| To do |
Exclude the pictures, then repeat the remaining data exactly.
Data records Start Marker
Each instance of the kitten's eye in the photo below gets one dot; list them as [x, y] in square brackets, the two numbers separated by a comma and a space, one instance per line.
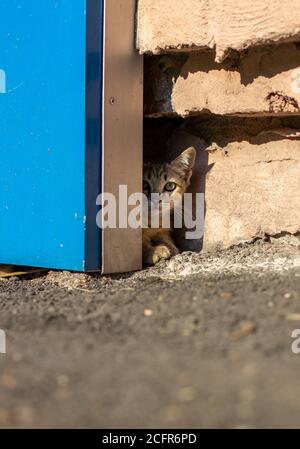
[170, 186]
[146, 186]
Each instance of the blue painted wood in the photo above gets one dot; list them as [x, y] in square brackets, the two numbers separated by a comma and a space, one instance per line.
[50, 134]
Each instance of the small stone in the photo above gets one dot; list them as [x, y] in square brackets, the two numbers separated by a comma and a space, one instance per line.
[62, 381]
[8, 381]
[244, 329]
[293, 317]
[148, 312]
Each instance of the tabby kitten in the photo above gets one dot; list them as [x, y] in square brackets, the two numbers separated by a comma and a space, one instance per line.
[169, 181]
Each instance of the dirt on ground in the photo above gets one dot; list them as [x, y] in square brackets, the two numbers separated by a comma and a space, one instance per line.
[203, 340]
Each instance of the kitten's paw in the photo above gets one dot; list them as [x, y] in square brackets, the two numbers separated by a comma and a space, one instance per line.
[161, 252]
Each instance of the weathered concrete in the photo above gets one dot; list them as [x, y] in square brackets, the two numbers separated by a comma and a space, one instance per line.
[200, 341]
[225, 25]
[251, 182]
[262, 82]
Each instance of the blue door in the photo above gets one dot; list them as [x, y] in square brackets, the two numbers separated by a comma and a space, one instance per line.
[50, 133]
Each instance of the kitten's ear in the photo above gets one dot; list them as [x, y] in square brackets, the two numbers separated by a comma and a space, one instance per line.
[185, 162]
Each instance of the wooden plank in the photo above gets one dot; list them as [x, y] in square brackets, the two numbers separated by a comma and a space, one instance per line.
[122, 133]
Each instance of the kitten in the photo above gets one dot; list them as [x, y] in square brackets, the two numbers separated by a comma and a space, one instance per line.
[170, 181]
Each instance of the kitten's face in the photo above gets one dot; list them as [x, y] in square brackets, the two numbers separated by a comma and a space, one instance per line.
[169, 182]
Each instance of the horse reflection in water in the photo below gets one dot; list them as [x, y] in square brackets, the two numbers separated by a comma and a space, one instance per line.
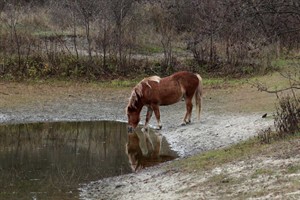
[147, 149]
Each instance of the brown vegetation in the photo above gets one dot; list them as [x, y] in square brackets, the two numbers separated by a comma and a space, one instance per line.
[101, 39]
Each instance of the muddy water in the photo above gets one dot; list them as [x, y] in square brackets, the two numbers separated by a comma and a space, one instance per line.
[51, 160]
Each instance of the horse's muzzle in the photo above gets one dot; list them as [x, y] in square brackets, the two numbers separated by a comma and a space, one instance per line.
[130, 129]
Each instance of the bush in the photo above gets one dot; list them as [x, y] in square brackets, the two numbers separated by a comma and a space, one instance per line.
[287, 118]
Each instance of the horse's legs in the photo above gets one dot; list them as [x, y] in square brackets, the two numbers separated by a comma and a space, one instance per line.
[189, 108]
[157, 115]
[148, 117]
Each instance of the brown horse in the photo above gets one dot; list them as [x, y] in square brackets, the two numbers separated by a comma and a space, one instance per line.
[155, 91]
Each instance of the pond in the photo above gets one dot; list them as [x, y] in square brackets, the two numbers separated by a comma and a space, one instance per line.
[51, 160]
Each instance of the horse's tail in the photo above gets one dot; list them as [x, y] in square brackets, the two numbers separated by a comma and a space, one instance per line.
[198, 96]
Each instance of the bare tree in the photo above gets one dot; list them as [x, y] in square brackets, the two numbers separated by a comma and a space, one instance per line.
[120, 10]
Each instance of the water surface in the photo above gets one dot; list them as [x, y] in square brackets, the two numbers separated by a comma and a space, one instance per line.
[51, 160]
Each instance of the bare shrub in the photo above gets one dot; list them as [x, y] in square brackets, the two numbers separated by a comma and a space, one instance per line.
[287, 119]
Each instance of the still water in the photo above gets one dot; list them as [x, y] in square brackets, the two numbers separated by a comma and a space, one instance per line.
[51, 160]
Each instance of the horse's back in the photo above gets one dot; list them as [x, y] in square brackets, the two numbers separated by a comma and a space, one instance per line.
[188, 80]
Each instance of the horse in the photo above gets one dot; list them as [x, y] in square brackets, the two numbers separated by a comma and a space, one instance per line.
[154, 91]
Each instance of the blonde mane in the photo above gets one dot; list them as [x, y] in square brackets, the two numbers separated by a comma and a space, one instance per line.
[137, 90]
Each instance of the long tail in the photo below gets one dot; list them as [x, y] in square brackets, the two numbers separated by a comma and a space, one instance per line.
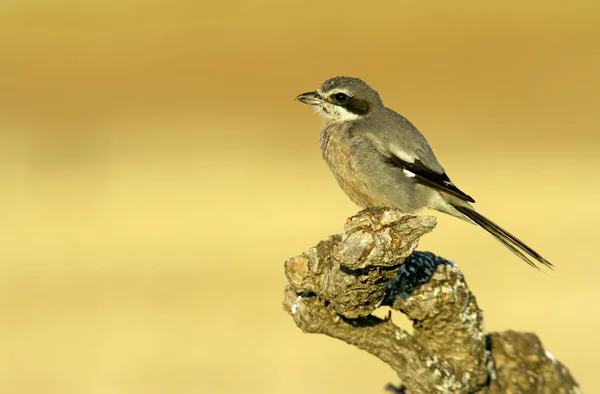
[507, 239]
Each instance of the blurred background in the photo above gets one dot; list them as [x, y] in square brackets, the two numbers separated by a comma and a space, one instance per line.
[156, 173]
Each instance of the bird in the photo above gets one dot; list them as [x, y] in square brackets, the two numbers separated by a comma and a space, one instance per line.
[380, 159]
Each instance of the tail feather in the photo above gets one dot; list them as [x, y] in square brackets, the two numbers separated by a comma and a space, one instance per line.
[514, 244]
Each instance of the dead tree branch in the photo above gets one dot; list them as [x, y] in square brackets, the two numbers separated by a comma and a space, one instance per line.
Data records End Marker
| Task solution |
Each instance of the kitten's eye in the photo below gets one dot; list them as [x, y] in square brackets, the two numbers separated by a comma and a space, one instance per line.
[170, 186]
[146, 186]
Each instance of the blue painted wood in the photo above gets one dot; list them as [x, y] in square brackets, the two numbers separated by a comma and a space, one instance per line.
[50, 134]
Each instance of the small stone in the photo above gets one dot; list them as [x, y] in square brackets, the two numbers separated by a comma and a space, one instance per line.
[62, 381]
[8, 381]
[244, 329]
[293, 317]
[148, 312]
Each instance of the tabby kitten in the photo above gets one dot; list them as [x, y] in square brackets, the two numbers separated by a comma and a space, one instance per line.
[169, 181]
Each instance of the dirt on ground in the photo above gets one dot; list them as [x, y] in square brackets, the two numbers separated by a comma and a space, one instance per line.
[203, 340]
Each instance of the kitten's paw in the photo above gets one dot; list them as [x, y] in square brackets, the two numbers separated by a comma and a space, one instance per line.
[161, 252]
Each instance of the weathered concrete in the photo above gets one dot; list them as [x, y] in square brackets, the two numbers separated by a comma and a space, one instance per line.
[200, 341]
[225, 25]
[251, 182]
[262, 82]
Each instance of the blue door in the photo above gets one dot; list them as [x, y] in square brackets, the two numbers separated by a comma and a space, one instance per line.
[50, 133]
Each instance of the kitten's ear in the photo above gets one dot; list them as [x, y] in square brackets, the two numbers separated by a comma and a space, one instance per line.
[185, 162]
Each instance of the wooden plank in the photo above gets one dot; list them as [x, y] in square brackets, the two numbers separated by a comma and a space, one instance per line.
[122, 133]
Each instance of the kitten in the photo above gets one dot; list them as [x, y] in square brackets, the two numbers separated by a comma and a space, one instance per line.
[170, 181]
Each instance of the kitten's face in the photo above gets one dot; list them as [x, y] in square brackets, the two numbers separated by a comma and a space, one instance per line.
[169, 182]
Each instance of the horse reflection in water in the photo below gets one dot; list them as [x, y] in square brackets, the two numbers separated by a comma and a space, one instance per line.
[147, 149]
Each instance of the brown vegetation in the photo above gets one dot; list them as [x, y] in square brackets, the two numbers separated by a comma and a space, one instance per line.
[101, 39]
Each instance of the muddy water in the photo above gets one dot; list them as [x, y] in square brackets, the two numbers separated by a comma and a space, one instance per line.
[51, 160]
Each instance of the horse's muzzle in the photo above gets one dot; list them as [x, y] in square brackets, the two numbers separated by a comma and a space, one instance per line.
[130, 129]
Each instance of the bush in the photo above gets one dot; list them as [x, y] in square brackets, the two numbers separated by a comma and a space, one instance per line.
[287, 118]
Each instance of the horse's legs in the photo above gets one dot; list them as [x, y] in square brackets, the two numbers separated by a comma and a space, one instance per line.
[189, 108]
[157, 115]
[148, 117]
Each instance of the brown horse in the photo above gets one dot; list them as [x, y] in square brackets, the two numbers separated by a comma and a space, one instance per line.
[155, 91]
Each instance of the pond in the photo above gets one dot; list them as [x, y] in square brackets, the two numbers separated by a comma and a space, one instance per line.
[51, 160]
Each instance of the horse's tail in the photo above gets one dot; list them as [x, y] in square brackets, the two numbers separated by a comma and a space, one instance per line.
[198, 96]
Each instance of the bare tree in the photo above gets one dot; list them as [x, y] in square brackets, the two numbers separated by a comma and a space, one instance per line.
[120, 10]
Each instance of the water surface in the photo above gets one dot; list them as [x, y] in square brackets, the two numbers separated by a comma and a space, one instance per line.
[51, 160]
Each instance of the bare shrub in the photo above gets one dot; list them as [x, y] in square brackets, the two numbers separated by a comma and a space, one instance per line.
[287, 119]
Each instance of the still water in the photo above gets one dot; list them as [x, y] in square brackets, the two numbers separated by a comma and a space, one instance per line.
[51, 160]
Each instance of the horse's back in the photo above gets one dot; list them as [x, y] in square brackets, the two numbers separated by a comma and a space, one instance per line.
[188, 80]
Each instance of the horse in the photo above gets one dot; list them as [x, y] in square brackets, the two numbers separated by a comma and a space, one instance per line.
[154, 91]
Each instance of the blonde mane in the photo above gets one dot; list them as [x, y] in square brackets, the two numbers separated by a comma and a space, one instance per line.
[137, 90]
Each instance of the long tail in the photo below gets one dot; list them as [x, y] in square brackets, the two numbers separated by a comma and a space, one instance per line.
[507, 239]
Each instance of the blurred background in the photo above gets one dot; list them as [x, y] in square brackets, the two numbers separated by a comma and a space, one instance per line.
[156, 173]
Each instance of the bird in the photo above gets one dot; list them as [x, y] in square brackets, the two numbers separated by a comma and a space, one instance per line.
[380, 159]
Each instance of the tail feather in the photo above gets one dot; list them as [x, y] in square brackets, the two numbers separated by a comma and a space, one instance per line.
[514, 244]
Each instance of the dead tree branch in the photo above gets one dot; list them as [x, y] in square brackets, the two numbers separated by a comma and a space, one instance per line.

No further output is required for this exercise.